■ Excerpted records ■

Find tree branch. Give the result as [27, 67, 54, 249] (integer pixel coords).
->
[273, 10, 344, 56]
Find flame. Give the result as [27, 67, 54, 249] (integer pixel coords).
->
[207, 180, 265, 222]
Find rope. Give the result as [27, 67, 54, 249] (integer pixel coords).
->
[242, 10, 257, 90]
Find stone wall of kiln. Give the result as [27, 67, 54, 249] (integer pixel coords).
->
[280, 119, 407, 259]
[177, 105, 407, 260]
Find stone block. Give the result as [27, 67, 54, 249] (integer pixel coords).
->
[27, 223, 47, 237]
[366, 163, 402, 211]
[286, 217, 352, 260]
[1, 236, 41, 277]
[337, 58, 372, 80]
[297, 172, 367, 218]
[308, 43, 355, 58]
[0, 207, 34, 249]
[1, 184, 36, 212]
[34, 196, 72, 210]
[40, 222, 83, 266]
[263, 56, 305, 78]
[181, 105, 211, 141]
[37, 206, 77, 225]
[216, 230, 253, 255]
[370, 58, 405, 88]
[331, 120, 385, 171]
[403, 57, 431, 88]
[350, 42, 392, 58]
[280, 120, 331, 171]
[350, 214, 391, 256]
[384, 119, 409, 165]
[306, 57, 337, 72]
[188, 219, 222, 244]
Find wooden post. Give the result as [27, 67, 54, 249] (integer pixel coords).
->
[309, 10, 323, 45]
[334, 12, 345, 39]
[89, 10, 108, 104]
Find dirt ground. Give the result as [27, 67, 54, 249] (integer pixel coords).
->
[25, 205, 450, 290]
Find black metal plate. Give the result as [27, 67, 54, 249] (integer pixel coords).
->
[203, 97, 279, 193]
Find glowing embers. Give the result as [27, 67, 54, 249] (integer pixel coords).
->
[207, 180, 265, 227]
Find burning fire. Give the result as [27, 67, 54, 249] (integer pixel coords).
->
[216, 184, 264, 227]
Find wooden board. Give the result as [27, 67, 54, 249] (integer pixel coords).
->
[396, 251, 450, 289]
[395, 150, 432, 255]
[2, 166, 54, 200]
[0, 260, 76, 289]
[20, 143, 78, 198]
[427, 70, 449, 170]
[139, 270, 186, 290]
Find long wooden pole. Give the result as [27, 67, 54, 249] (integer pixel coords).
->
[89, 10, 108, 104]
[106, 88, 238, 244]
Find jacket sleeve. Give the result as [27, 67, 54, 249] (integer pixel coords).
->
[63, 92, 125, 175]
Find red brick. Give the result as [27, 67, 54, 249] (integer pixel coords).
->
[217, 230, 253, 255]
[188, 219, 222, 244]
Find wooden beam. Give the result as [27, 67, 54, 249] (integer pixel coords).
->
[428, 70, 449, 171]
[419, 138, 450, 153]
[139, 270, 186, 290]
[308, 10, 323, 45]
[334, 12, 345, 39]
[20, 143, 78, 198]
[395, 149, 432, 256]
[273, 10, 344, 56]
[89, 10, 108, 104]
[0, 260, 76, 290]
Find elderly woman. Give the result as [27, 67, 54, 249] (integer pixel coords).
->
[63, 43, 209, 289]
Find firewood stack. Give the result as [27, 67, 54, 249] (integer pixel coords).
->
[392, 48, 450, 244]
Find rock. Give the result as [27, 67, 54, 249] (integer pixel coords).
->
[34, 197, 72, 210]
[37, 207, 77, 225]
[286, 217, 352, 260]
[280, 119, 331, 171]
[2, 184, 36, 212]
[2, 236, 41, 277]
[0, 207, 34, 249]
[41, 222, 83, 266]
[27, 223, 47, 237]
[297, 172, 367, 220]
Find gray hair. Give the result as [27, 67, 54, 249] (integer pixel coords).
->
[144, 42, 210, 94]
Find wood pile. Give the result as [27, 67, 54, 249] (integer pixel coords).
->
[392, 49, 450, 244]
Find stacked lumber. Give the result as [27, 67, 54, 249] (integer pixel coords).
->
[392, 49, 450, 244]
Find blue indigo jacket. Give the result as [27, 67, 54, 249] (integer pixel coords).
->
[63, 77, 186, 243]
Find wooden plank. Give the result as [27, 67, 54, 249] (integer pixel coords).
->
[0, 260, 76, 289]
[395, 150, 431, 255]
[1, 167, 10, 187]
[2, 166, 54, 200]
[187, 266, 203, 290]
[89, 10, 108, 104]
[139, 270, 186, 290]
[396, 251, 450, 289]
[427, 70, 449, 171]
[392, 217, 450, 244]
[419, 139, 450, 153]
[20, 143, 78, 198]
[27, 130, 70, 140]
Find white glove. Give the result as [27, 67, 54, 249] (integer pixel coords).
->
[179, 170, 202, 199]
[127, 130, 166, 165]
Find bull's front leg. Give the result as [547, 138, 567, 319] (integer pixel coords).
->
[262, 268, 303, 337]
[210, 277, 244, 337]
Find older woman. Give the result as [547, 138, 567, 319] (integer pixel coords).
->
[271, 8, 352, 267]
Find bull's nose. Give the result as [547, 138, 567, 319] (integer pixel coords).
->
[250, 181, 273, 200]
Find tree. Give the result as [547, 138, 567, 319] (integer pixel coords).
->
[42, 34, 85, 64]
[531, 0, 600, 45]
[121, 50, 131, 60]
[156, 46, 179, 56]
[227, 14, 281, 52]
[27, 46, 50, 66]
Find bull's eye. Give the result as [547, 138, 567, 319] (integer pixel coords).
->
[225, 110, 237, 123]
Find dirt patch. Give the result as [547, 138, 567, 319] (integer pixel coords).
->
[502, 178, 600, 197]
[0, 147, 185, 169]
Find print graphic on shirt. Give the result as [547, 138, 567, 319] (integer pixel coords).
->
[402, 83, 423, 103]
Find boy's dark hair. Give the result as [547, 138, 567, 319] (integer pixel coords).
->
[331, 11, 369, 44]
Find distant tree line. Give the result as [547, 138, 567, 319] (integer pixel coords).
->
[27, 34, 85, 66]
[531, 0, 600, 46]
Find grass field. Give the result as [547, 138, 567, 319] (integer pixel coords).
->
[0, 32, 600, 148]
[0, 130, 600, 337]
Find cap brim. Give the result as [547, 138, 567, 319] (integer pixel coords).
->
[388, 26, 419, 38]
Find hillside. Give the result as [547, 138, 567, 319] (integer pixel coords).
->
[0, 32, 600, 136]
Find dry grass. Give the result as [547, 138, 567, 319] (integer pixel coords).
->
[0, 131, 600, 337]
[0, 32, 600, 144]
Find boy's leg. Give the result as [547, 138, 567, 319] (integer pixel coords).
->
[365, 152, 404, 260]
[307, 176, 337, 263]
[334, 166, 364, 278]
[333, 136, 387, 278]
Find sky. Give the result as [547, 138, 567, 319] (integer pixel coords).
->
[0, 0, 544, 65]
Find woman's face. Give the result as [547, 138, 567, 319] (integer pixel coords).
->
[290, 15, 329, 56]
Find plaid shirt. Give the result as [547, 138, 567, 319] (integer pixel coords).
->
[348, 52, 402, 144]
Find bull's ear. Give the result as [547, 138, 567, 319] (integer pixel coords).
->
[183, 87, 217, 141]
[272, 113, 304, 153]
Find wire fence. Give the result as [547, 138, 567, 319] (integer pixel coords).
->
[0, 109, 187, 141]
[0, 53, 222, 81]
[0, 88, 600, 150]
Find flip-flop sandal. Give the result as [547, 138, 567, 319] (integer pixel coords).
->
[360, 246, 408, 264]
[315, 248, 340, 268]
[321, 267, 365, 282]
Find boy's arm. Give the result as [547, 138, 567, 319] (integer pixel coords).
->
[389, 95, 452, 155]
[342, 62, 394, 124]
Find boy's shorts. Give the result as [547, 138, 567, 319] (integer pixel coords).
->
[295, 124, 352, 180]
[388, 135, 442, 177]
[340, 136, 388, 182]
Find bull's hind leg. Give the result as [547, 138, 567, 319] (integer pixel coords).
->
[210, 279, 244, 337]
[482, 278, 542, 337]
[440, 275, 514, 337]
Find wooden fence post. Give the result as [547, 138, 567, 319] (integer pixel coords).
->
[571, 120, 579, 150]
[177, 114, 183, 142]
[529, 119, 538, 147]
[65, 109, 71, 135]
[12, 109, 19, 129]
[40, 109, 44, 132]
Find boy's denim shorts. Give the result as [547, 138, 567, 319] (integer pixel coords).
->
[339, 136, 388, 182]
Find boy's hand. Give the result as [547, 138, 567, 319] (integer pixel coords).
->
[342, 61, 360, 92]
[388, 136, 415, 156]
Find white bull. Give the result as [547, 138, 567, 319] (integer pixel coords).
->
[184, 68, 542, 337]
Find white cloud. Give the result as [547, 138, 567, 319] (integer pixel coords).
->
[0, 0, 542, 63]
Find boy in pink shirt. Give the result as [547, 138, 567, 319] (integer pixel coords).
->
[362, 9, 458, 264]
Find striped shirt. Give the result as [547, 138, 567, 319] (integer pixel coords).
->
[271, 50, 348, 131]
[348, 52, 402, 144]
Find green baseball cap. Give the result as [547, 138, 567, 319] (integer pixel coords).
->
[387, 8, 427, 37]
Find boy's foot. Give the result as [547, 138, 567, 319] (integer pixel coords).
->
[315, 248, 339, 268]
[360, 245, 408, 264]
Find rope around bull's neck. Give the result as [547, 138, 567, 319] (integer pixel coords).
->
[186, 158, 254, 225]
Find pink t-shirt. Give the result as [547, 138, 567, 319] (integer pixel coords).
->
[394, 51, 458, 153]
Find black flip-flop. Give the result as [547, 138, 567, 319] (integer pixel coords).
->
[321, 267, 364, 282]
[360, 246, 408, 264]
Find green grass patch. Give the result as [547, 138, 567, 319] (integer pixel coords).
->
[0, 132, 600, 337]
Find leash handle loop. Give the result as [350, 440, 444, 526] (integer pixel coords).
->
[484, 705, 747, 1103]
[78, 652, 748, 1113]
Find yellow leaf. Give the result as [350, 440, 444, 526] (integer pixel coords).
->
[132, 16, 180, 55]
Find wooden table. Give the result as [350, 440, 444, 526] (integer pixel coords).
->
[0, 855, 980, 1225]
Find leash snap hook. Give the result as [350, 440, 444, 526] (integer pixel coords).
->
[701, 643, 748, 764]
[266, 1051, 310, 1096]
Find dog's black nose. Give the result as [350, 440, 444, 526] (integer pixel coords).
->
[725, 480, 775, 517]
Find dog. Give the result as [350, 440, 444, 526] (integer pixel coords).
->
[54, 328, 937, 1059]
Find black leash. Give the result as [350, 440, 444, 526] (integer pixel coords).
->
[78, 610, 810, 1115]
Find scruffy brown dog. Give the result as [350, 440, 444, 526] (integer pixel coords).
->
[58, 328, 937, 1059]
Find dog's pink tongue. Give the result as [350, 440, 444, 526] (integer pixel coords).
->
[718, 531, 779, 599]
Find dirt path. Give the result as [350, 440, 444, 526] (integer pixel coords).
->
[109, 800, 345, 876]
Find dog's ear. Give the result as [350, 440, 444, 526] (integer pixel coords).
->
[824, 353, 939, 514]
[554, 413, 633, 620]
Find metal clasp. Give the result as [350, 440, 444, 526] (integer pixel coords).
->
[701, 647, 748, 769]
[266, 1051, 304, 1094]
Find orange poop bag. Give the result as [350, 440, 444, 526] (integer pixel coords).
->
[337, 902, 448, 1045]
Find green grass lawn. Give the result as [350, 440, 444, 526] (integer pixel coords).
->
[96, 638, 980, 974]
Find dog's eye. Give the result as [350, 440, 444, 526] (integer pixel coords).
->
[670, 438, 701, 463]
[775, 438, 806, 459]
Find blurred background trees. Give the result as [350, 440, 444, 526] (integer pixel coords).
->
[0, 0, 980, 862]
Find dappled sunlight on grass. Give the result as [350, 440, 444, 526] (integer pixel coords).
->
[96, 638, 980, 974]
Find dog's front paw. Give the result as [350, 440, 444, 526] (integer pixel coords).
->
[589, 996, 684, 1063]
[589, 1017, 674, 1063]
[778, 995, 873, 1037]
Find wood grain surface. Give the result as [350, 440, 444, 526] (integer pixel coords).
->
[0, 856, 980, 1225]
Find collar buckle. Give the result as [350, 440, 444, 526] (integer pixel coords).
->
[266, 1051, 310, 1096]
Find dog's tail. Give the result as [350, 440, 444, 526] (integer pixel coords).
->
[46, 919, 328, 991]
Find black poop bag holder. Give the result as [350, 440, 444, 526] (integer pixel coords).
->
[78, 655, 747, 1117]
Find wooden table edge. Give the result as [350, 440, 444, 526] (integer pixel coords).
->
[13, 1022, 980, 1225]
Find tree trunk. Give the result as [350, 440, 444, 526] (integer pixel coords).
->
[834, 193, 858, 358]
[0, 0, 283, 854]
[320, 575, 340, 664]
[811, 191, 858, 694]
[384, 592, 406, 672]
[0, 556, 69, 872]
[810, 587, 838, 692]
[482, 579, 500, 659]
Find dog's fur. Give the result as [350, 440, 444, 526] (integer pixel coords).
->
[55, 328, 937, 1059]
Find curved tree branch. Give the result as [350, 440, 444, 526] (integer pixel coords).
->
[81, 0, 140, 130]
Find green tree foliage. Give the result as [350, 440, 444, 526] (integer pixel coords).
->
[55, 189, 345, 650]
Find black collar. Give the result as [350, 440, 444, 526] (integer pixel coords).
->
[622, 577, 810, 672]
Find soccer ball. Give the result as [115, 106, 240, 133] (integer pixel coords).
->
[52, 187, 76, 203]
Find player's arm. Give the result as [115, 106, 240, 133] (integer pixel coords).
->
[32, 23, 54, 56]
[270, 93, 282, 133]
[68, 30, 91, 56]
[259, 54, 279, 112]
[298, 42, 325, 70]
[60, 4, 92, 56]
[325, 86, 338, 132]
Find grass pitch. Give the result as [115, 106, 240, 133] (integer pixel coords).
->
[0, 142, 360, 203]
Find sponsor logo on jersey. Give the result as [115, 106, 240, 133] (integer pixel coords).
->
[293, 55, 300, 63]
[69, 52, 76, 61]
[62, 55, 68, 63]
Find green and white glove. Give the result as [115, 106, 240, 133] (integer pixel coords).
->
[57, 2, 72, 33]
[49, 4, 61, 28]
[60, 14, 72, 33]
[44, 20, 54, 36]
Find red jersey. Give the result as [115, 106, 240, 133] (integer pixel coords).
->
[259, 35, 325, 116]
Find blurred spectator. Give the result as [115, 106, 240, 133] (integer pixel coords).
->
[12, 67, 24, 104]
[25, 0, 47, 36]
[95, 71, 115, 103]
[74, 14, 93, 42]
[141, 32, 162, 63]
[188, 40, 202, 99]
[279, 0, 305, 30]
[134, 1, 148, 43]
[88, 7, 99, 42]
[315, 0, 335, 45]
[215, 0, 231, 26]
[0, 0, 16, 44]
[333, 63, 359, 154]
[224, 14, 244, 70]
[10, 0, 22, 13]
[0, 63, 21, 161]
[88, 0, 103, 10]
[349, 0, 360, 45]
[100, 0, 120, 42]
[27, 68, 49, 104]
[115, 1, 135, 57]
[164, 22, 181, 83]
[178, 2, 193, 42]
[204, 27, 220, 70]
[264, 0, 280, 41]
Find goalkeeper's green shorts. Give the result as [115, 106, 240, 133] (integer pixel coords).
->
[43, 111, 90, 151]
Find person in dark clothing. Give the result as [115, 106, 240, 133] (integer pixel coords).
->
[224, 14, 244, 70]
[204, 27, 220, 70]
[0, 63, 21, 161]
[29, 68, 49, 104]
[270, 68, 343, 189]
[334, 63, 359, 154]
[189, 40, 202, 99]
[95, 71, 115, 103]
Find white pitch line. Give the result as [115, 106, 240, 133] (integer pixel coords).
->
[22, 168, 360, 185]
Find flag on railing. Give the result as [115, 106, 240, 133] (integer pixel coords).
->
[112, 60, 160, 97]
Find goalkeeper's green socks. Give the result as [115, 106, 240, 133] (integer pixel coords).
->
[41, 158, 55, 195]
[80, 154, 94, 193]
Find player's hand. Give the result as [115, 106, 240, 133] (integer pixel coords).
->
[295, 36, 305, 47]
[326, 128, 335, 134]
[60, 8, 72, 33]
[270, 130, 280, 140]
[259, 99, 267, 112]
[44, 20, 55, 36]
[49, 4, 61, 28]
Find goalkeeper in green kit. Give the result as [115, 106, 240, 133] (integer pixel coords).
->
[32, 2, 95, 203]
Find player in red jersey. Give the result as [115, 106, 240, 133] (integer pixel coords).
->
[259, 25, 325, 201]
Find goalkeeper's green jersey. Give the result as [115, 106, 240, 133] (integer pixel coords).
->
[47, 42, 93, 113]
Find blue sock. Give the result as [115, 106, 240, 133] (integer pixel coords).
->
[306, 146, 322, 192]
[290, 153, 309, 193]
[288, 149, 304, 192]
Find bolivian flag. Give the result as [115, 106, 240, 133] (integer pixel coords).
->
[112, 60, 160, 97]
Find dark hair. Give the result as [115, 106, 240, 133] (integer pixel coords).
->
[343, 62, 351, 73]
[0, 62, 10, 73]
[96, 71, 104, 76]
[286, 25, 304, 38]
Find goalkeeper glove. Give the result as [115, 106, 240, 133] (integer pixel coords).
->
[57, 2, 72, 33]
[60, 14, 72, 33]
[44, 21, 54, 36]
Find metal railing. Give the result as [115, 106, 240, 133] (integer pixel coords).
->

■ Given instruction ■
Render everything in the data above, from the line containing "Find green grass lawn." down to the line containing "[78, 655, 747, 1117]", as a JSON list of strings with one string per line. Include both end lines and leave out any blank lines.

■ Answer to this problem ■
[
  "Find green grass lawn. Give the result as [350, 440, 444, 526] (integer pixel coords).",
  "->",
  "[96, 638, 980, 974]",
  "Find dog's eye. Give the result as [350, 440, 444, 526] (integer pixel coords).",
  "->",
  "[670, 438, 701, 463]",
  "[775, 438, 806, 459]",
  "Find blurred background trees. Give the result as [350, 440, 444, 526] (integer pixel coords).",
  "->",
  "[0, 0, 980, 862]",
  "Find dappled sunlight on grass. Give the result as [350, 440, 444, 526] (integer pixel coords).",
  "->",
  "[96, 638, 980, 974]",
  "Find dog's front paw. Give the result as [350, 440, 444, 526] (integer pixel coords).",
  "->",
  "[589, 996, 684, 1063]",
  "[589, 1017, 674, 1063]",
  "[778, 995, 873, 1037]",
  "Find wood grain surface. Give the result as [350, 440, 444, 526] (integer pixel coords).",
  "->",
  "[0, 856, 980, 1225]",
  "Find collar buckle. Give the result as [350, 440, 444, 526] (integer pixel coords).",
  "->",
  "[266, 1051, 310, 1096]",
  "Find dog's tail. Give the result as [350, 440, 444, 526] (integer pixel coords).",
  "->",
  "[46, 919, 328, 991]",
  "Find black poop bag holder. Give the result as [350, 440, 444, 526] (integer pixel coords).",
  "->",
  "[78, 655, 747, 1117]"
]